REQUIRED TASK: Convert the records below into a JSON list of strings, with each line as its own string and blank lines left out.

Recorded data:

◆ ◆ ◆

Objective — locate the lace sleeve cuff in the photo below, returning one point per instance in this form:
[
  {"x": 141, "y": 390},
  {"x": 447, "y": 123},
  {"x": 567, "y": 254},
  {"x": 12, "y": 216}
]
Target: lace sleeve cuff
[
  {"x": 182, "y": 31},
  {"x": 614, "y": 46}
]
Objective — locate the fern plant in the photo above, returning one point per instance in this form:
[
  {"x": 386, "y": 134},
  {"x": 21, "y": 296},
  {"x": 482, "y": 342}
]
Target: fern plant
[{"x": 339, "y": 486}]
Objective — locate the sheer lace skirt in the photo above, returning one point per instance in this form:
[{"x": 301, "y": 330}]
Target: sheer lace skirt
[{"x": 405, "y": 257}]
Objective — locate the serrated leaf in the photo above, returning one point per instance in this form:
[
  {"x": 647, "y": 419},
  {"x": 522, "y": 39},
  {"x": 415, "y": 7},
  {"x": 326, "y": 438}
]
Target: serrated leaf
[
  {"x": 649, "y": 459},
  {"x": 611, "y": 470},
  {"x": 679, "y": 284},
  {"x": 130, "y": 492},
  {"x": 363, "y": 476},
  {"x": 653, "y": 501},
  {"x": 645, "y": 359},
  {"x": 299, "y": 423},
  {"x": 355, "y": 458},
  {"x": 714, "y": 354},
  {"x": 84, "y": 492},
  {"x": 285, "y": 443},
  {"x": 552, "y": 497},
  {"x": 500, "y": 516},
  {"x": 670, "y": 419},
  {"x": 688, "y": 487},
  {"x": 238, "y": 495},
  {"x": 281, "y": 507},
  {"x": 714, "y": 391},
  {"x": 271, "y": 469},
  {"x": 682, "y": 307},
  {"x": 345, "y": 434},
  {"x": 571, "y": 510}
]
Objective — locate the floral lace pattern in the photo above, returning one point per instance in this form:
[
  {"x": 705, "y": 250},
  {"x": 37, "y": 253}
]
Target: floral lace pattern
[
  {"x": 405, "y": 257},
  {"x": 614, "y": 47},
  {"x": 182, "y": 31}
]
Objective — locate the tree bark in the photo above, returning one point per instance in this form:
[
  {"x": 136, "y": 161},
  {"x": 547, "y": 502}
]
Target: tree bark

◆ ◆ ◆

RESPONSE TO THE EXERCISE:
[
  "Objective — locate the lace sleeve cuff in the photo below, returning one point per instance in this form:",
  "[",
  "  {\"x\": 141, \"y\": 390},",
  "  {\"x\": 447, \"y\": 123},",
  "  {\"x\": 567, \"y\": 254},",
  "  {\"x\": 12, \"y\": 216}",
  "]",
  "Target: lace sleeve cuff",
  "[",
  "  {\"x\": 182, \"y\": 31},",
  "  {\"x\": 614, \"y\": 46}",
  "]",
  "Objective — locate the fern plant in the photo above, returning one point per instance in this form:",
  "[",
  "  {\"x\": 386, \"y\": 134},",
  "  {\"x\": 21, \"y\": 296},",
  "  {\"x\": 482, \"y\": 342}",
  "]",
  "Target: fern plant",
  "[{\"x\": 339, \"y\": 486}]",
  "Objective — locate the sheer lace skirt in the photo above, returning one point per instance in this form:",
  "[{\"x\": 301, \"y\": 330}]",
  "Target: sheer lace skirt",
  "[{\"x\": 405, \"y\": 257}]",
  "Objective — locate the serrated leaf in the photo above, returning one point per instance in this form:",
  "[",
  "  {\"x\": 647, \"y\": 419},",
  "  {\"x\": 522, \"y\": 39},",
  "  {\"x\": 415, \"y\": 7},",
  "  {\"x\": 326, \"y\": 438}",
  "]",
  "Target: serrated leaf",
  "[",
  "  {\"x\": 649, \"y\": 459},",
  "  {\"x\": 611, \"y\": 470},",
  "  {\"x\": 679, \"y\": 284},",
  "  {\"x\": 130, \"y\": 492},",
  "  {\"x\": 363, \"y\": 476},",
  "  {\"x\": 653, \"y\": 501},",
  "  {\"x\": 645, \"y\": 359},",
  "  {\"x\": 299, \"y\": 423},",
  "  {\"x\": 355, \"y\": 458},",
  "  {\"x\": 714, \"y\": 354},",
  "  {\"x\": 84, \"y\": 492},",
  "  {\"x\": 285, \"y\": 443},",
  "  {\"x\": 552, \"y\": 497},",
  "  {\"x\": 500, \"y\": 516},",
  "  {\"x\": 670, \"y\": 419},",
  "  {\"x\": 688, \"y\": 487},",
  "  {\"x\": 238, \"y\": 495},",
  "  {\"x\": 281, \"y\": 507},",
  "  {\"x\": 714, \"y\": 391},",
  "  {\"x\": 271, \"y\": 469},",
  "  {\"x\": 682, \"y\": 307},",
  "  {\"x\": 345, \"y\": 434},",
  "  {\"x\": 571, \"y\": 510}",
  "]",
  "Objective — locate the floral lace pattern in the photo above, returning one point per instance in this form:",
  "[",
  "  {\"x\": 705, \"y\": 250},",
  "  {\"x\": 37, \"y\": 253}",
  "]",
  "Target: floral lace pattern",
  "[",
  "  {\"x\": 405, \"y\": 257},",
  "  {\"x\": 614, \"y\": 47},",
  "  {\"x\": 182, \"y\": 31}",
  "]",
  "Objective — locate the tree bark in the photo above, returning one point per instance in this form:",
  "[",
  "  {\"x\": 136, \"y\": 161},",
  "  {\"x\": 547, \"y\": 502}",
  "]",
  "Target: tree bark"
]